# Start of Page text
Opinionista Helen Zille 6 August 2018

From the Inside: The dire consequences of expropriation without compensation

In a few years’ time, we will probably regard the events of Tuesday 31 July as mere foreshocks of the seismic shift that lies ahead.

Two announcements on the same day last week sent a tremor through our economy. In a few years’ time, we will probably regard the events of Tuesday 31 July as mere foreshocks of the seismic shift that lies ahead.

The two announcements were unrelated, and their occurrence a few hours apart, coincidental. Yet each had a profound compounding effect on the other.

In government it is essential to analyse events in this way – to look at the collective impact and mutual “aggravation effect” of seemingly unrelated developments. This is sometimes complex. This week it was obvious.

First, came the quarterly labour force survey results.  For the first time the number of unemployed South Africans almost touched 10-million.  According to economist Mike Schussler, there are now more unemployed than employed people in five out of nine provinces.  Without Gauteng and the Western Cape, South Africa’s unemployment rate would be higher than the employment rate.
# End of Page text
# Start of Extracted records
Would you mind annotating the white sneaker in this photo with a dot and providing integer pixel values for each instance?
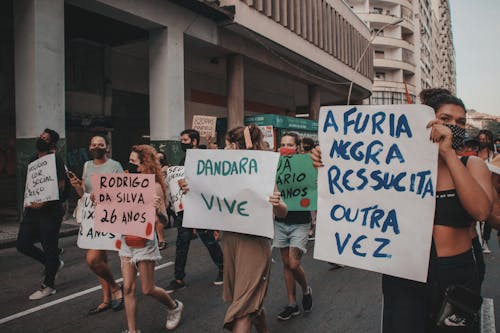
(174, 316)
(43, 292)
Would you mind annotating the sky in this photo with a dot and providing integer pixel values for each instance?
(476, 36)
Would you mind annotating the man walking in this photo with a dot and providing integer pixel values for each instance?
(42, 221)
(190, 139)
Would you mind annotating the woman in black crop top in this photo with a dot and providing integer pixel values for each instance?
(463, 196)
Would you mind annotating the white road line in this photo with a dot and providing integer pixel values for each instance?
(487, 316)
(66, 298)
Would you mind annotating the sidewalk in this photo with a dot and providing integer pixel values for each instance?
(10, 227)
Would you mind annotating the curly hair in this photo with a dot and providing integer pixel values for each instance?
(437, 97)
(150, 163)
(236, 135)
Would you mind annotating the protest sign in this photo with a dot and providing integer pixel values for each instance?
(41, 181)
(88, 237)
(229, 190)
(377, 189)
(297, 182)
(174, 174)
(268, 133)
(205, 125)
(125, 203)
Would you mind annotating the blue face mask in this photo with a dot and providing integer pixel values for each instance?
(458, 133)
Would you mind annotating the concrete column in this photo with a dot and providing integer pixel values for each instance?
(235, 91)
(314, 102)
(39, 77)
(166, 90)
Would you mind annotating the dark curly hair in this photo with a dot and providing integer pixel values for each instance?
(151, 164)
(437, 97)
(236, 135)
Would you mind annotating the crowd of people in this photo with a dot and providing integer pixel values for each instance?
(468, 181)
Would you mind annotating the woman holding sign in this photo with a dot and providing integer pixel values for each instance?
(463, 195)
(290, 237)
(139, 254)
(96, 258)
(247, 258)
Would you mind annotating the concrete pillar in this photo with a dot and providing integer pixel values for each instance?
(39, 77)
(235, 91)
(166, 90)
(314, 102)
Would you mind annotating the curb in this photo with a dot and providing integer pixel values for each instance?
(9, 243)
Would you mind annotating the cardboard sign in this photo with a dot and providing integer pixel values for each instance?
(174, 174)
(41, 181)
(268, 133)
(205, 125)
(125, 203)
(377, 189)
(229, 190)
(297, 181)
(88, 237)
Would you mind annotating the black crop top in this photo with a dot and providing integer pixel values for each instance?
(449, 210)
# End of Extracted records
# Start of Extracted records
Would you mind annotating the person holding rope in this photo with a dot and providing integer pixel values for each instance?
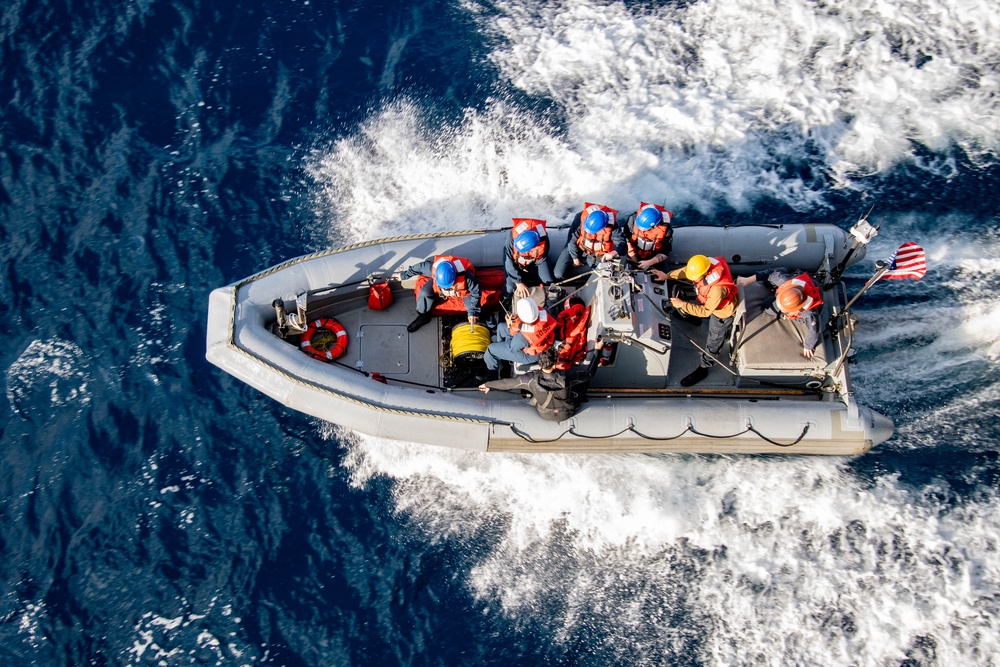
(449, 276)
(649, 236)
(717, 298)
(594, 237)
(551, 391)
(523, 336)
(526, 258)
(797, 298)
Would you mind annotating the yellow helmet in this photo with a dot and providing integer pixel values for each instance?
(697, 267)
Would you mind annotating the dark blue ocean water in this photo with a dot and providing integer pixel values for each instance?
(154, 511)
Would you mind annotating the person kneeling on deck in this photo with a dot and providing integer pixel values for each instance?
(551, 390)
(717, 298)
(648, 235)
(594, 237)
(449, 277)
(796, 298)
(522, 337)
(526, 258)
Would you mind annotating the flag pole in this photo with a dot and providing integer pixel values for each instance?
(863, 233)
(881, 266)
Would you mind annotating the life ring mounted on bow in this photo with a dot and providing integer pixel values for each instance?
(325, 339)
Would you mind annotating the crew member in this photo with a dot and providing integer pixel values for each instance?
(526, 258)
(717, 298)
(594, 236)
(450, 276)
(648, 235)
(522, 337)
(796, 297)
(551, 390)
# End of Extracted records
## Stated goal
Say whether each statement below agrees with the column on expropriation without compensation, answering yes or no and quoting the words of the column that decide it.
1. The two announcements made on Tuesday 31 July were related to each other.
2. The economist named in the column says there are more unemployed than employed people in five of the nine provinces.
3. The number of unemployed South Africans went past 10 million.

## Exercise solution
1. No: "The two announcements were unrelated"
2. Yes: "there are now more unemployed than employed people in five out of nine provinces"
3. No: "For the first time the number of unemployed South Africans almost touched 10-million"